→ EXERCÍCIO PROPOSTO A
No texto sobre a guerra na Ucrânia, que visita o Presidente ucraniano suspendeu ou anulou?
→ EXERCÍCIO PROPOSTO B
Prossiga o texto sobre a guerra na Ucrânia a partir da última frase apresentada.

→ TEXTO DE LEITURA

A demonstração da fragilidade ucraniana, que já tinha sido indiciada claramente pelas acusações mútuas sobre responsabilidades entre o CEMGFA, general Oleksandr Sirsky, e pelo chefe da intelligentsia militar, general Kirylo Budanov, foi agora ainda mais evidenciada pelo próprio Presidente ucraniano.

Volodymyr Zelensky, que nos seus vídeos tem admitido essas mesmas dificuldades, acaba de anunciar a suspensão/anulação da visita de Estado para esta semana a Espanha e a Portugal para estar no país num dos momentos mais complicados na frente de batalha em mais de dois anos de guerra.

Esta situação, que já vinha a ser vista nas frentes leste e sul, com avanços russos diários, ficou agora muito perto da insustentabilidade depois da abertura da frente norte, na região de Kharkiv, onde as forças russas estão praticamente sem oposição.

Isto, apesar de há largos meses se estar a falar, nos media internacionais e nos canais sobre a guerra nas redes sociais, pró-russos e pró-ucranianos, da preparação de uma grande ofensiva russa naquela zona da fronteira russo-ucraniana.

A razão para esta surpreendente falta de capacidade de resposta ucraniana não é ainda totalmente clara, mas há um facto que sobressai: a falta de homens e mulheres para engrossar as fileiras ucranianas.

→ Entradas guardadas
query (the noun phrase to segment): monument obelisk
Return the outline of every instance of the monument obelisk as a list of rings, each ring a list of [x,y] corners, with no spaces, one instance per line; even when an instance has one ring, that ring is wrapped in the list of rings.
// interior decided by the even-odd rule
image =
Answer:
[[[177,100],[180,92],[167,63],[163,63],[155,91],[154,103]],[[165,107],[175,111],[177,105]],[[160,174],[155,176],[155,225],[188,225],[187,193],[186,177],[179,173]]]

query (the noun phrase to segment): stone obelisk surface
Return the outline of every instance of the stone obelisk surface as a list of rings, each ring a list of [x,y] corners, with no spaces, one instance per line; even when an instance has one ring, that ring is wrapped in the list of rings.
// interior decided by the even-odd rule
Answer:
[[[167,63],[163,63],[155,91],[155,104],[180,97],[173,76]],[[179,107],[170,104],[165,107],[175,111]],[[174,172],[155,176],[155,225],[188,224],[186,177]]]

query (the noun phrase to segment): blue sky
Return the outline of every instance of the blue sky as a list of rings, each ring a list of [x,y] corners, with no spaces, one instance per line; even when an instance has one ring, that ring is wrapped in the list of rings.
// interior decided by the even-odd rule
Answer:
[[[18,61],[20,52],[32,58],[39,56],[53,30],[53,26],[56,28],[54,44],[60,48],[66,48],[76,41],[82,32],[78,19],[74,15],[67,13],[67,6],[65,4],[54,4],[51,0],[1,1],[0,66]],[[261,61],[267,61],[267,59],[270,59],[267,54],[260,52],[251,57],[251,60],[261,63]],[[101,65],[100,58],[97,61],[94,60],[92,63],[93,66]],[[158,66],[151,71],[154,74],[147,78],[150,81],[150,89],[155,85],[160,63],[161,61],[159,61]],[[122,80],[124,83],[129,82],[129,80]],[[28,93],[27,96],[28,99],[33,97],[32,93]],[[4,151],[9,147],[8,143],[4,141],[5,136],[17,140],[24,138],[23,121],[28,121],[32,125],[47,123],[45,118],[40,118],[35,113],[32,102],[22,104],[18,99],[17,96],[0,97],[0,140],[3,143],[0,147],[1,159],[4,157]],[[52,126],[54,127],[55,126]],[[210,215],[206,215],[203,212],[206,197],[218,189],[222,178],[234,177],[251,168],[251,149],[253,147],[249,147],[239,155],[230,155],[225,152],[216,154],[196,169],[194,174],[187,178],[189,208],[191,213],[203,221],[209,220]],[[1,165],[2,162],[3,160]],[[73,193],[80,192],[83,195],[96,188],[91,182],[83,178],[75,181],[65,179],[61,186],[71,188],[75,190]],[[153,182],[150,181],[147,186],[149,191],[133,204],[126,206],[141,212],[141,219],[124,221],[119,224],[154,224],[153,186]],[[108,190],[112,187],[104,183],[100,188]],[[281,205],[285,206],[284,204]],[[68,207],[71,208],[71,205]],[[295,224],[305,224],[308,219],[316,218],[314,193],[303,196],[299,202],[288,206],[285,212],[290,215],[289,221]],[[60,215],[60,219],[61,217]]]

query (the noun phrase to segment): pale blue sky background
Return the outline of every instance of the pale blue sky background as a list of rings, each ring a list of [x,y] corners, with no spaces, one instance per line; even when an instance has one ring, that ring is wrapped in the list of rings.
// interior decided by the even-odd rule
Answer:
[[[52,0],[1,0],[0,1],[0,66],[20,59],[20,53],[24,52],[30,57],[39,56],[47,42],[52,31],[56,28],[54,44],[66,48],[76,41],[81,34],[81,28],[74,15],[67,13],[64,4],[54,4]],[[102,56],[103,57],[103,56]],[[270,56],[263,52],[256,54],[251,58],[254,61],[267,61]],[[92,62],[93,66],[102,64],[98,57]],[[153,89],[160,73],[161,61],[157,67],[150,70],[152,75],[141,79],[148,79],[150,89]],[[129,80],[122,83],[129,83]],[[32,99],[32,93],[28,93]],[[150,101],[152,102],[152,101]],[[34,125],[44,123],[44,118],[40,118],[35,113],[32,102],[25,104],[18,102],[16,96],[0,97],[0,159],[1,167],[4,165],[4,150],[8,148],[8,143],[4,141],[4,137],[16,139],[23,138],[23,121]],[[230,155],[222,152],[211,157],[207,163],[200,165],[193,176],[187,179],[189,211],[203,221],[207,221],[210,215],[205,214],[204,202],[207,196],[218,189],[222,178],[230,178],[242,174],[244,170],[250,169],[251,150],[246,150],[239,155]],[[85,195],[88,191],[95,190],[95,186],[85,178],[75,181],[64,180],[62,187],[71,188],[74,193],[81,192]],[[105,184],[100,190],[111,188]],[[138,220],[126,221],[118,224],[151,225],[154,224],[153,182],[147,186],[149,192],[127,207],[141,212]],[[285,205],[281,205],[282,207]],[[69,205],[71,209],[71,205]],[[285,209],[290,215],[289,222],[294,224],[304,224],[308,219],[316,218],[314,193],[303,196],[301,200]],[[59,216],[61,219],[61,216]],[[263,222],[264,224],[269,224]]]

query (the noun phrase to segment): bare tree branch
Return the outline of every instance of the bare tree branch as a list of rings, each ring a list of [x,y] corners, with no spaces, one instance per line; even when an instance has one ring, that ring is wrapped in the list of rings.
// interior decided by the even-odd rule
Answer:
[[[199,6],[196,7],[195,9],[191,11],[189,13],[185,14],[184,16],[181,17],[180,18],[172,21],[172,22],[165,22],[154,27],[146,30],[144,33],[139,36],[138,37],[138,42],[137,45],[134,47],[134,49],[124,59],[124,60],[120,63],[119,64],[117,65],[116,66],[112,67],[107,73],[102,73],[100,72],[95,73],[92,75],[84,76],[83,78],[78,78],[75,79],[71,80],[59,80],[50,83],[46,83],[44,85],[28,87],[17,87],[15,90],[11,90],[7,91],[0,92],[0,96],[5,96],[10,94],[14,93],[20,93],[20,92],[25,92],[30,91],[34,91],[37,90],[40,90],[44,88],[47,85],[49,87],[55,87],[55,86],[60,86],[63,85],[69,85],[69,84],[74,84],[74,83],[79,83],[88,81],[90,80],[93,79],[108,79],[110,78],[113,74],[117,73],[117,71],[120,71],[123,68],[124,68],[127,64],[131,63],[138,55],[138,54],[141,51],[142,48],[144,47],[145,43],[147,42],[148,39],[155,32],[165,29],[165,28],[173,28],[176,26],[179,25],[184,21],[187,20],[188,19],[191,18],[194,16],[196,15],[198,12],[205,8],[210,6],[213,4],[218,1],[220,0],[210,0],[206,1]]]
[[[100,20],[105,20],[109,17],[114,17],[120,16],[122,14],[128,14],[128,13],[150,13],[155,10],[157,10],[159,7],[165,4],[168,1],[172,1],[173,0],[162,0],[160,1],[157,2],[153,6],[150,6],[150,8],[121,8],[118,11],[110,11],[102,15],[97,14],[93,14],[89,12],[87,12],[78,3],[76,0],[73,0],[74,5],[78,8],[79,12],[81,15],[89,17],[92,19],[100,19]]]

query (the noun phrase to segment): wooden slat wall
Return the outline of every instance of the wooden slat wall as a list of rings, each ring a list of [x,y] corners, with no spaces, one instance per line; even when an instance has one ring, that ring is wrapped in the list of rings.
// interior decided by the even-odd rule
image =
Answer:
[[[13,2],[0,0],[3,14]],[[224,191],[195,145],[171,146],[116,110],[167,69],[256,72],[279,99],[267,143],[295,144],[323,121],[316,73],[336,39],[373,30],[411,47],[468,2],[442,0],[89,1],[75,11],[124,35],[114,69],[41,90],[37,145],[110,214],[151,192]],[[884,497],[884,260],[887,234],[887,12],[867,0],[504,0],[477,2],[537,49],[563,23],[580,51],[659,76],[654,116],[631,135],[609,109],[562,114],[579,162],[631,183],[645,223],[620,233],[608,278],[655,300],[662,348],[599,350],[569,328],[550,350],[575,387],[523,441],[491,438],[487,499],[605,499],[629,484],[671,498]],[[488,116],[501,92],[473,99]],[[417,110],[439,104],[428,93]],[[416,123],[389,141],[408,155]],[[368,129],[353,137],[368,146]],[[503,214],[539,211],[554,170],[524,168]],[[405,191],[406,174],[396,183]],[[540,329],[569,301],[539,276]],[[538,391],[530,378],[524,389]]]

→ RESPOSTA CORRETA A
A visita de Estado a Espanha e a Portugal prevista para esta semana.

→ RESPOSTA CORRETA B
E isso está a obrigar as chefias militares ucranianas a retirar soldados das brigadas que estão nas frentes sul e leste, fragilizando estas suas linhas defensivas, onde os russos estão igualmente a forçar o caminho, para tapar brechas em Kharkiv.

Mas, nas últimas horas surgiu outra tese, que pode revelar-se, se se confirmar, o desastre absoluto do regime de Zelensky, que é o facto de Kiev ter anunciado grandes esforços para construir fortificações defensivas junto à fronteira russa em Kharkiv que, afinal, não existem.

O que faz surgir suspeitas de que o dinheiro alocado pelo Governo para esses projectos foi desviado e disperso pelas bem conhecidas teias de corrupção que cobrem o Estado ucraniano e que o próprio Presidente admite ser uma realidade que procura por todos os meios combater enquanto urgência para completar o processo de adesão à União Europeia.

Apesar destes dados, como é natural, não terem confirmações oficiais, embora os media ocidentais estejam agora sobejamente mais atentos ao fenómeno que nos dois primeiros anos de conflito pós- 24 de Fevereiro de 2022, a fragilidade militar ucraniana, essa sim, é por todos reconhecida, desde Budanov a Zelensky, passando por SIrsky e até os seus aliados da NATO.

Tal como não é ainda evidente se a abertura da frente de Kharkiv e a possibilidade que está a ser discutida pelos bloggers de guerra pró-russos e pró-ucranianos, é uma bem sucedida manobra de distracção militar ou uma ofensiva planeada para aproveitar a conhecida fragilidade das forças ucranianas.

Isto, porque, bem mais grave que a falta de armamento, como os sistemas de defesa antiaérea, a Ucrânia atravessa uma grande falta de militares nas trincheiras, porque são milhares as fugas à mobilização, o que leva a que a idade média dos militares seja de 43 anos, como Kiev confirma.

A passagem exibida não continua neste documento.